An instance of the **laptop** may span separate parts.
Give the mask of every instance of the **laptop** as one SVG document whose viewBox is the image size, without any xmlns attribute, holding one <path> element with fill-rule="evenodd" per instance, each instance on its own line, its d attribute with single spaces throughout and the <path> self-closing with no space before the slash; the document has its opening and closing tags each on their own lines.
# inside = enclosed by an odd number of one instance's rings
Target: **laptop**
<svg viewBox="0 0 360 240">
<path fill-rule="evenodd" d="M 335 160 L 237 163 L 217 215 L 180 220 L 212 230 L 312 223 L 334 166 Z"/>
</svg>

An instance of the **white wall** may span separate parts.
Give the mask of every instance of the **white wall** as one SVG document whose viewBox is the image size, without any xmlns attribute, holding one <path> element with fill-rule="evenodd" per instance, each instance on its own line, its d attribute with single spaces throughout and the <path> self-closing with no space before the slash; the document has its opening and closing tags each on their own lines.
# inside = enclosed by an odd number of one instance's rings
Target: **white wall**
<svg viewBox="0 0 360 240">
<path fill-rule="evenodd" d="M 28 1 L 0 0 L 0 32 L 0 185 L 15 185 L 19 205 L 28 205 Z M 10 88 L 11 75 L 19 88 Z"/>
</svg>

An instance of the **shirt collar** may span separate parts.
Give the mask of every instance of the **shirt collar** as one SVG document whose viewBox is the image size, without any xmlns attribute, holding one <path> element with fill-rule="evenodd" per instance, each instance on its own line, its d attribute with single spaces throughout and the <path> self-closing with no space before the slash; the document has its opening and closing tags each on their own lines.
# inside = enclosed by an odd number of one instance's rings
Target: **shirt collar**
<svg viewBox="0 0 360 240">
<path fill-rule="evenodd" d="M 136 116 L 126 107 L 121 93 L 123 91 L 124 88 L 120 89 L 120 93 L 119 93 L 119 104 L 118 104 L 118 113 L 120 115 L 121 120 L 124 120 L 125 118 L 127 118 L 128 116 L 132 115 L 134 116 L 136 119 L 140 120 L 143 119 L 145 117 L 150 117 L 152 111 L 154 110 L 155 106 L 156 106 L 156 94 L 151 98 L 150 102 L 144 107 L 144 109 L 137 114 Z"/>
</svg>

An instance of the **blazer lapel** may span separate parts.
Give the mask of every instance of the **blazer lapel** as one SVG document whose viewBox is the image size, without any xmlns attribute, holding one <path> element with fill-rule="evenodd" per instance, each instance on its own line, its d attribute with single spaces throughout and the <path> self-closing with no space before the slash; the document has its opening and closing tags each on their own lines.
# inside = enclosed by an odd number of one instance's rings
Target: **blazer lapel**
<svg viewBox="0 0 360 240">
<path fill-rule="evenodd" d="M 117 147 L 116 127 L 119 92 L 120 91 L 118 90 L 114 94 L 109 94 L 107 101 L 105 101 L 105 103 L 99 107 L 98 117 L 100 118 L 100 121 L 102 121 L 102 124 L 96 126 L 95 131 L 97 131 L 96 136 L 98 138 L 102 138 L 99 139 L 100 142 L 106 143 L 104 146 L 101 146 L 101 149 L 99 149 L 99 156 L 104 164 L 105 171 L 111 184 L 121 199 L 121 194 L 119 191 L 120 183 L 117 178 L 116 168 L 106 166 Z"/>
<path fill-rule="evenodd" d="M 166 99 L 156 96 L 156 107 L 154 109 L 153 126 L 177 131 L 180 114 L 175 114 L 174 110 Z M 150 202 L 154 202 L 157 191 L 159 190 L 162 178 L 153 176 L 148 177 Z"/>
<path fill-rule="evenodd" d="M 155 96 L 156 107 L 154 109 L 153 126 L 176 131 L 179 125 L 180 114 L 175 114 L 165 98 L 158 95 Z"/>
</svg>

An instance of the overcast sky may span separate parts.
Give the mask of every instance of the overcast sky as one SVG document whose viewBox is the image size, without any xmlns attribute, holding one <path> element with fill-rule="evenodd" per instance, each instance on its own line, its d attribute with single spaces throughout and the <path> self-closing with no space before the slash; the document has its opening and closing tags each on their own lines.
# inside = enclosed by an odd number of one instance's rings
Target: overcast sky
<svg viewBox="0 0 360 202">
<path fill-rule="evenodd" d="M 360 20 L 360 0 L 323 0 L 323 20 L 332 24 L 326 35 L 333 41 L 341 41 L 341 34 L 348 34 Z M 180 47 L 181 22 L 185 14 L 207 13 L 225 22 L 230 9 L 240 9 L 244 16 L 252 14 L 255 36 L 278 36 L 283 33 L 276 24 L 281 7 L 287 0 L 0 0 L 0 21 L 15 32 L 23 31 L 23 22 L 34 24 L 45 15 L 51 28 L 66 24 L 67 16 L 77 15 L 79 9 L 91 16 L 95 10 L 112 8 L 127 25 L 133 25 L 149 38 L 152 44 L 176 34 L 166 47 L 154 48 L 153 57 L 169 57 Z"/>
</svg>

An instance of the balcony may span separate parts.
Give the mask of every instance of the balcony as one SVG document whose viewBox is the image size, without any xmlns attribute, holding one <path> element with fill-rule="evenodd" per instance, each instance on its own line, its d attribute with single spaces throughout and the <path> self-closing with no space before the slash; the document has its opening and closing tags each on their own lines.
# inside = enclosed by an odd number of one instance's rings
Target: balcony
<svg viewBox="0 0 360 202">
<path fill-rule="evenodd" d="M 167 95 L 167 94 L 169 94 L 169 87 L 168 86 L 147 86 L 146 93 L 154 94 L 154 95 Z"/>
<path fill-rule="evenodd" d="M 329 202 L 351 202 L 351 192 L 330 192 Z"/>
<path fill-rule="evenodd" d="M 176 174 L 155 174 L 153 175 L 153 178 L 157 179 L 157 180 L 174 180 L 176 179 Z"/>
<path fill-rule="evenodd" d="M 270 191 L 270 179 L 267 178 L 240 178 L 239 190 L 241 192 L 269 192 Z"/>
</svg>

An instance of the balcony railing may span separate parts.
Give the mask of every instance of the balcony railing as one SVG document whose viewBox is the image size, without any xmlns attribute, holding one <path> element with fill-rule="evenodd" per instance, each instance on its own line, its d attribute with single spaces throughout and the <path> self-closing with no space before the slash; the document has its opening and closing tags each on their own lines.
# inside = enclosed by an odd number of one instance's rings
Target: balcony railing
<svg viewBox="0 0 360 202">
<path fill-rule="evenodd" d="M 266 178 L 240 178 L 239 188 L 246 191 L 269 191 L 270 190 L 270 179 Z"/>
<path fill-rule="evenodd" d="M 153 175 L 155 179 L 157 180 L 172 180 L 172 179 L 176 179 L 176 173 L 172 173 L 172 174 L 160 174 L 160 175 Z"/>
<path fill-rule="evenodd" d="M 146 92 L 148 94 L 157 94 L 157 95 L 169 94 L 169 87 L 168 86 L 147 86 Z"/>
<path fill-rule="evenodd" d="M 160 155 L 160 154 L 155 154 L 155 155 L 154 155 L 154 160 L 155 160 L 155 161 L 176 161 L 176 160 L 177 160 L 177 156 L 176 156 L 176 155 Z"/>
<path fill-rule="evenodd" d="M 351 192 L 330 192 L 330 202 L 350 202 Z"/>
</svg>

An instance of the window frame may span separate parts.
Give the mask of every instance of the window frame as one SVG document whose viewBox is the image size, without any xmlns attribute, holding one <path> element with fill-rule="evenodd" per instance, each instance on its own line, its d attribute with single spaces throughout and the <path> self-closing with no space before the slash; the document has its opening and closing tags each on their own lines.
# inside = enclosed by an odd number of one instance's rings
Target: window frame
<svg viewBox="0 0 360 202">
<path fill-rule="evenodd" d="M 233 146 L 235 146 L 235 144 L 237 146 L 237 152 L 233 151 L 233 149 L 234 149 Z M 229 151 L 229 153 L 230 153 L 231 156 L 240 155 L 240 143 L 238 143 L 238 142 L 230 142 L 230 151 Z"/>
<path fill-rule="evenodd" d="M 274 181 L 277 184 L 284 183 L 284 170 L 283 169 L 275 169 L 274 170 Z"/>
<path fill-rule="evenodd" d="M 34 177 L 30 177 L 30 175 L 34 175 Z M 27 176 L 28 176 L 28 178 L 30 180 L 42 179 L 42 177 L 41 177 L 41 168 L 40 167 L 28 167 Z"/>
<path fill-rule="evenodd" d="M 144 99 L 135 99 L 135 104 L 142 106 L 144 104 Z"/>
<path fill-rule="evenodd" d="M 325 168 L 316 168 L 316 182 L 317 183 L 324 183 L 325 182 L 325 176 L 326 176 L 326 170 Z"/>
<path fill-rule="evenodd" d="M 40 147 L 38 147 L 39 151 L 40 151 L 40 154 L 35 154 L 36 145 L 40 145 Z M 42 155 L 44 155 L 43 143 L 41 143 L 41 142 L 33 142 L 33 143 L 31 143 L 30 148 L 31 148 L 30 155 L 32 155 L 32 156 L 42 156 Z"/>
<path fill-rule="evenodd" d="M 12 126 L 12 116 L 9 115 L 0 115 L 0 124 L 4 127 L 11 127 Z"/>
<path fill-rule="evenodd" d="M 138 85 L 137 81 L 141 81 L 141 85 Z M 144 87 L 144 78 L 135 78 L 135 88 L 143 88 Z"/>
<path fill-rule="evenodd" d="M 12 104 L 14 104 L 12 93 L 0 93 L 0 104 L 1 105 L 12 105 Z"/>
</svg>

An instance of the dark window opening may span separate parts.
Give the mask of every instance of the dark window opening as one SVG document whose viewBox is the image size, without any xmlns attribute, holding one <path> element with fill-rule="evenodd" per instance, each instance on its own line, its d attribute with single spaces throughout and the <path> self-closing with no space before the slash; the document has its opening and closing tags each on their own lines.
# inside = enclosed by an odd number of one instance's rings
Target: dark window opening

══════

■ **What you will do**:
Reproduce every line of the listing above in which the string "parts" appears.

■ **Finished exercise**:
An instance of the **laptop** may span separate parts.
An instance of the **white wall** may span separate parts.
An instance of the **shirt collar** may span separate parts.
An instance of the **blazer lapel** may span separate parts.
An instance of the overcast sky may span separate parts.
An instance of the balcony may span separate parts.
An instance of the balcony railing may span separate parts.
An instance of the window frame may span separate parts.
An instance of the dark window opening may span separate parts.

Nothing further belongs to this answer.